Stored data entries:

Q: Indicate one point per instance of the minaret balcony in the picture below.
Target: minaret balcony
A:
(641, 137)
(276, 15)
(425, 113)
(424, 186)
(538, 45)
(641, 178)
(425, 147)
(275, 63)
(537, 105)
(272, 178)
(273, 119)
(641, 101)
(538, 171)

## Task brief
Pick out all lines from the data above in which the word "balcony" appears.

## Result of the exercise
Q: Indicate one point per instance of the minaret balcony in the picture below.
Target: minaret balcony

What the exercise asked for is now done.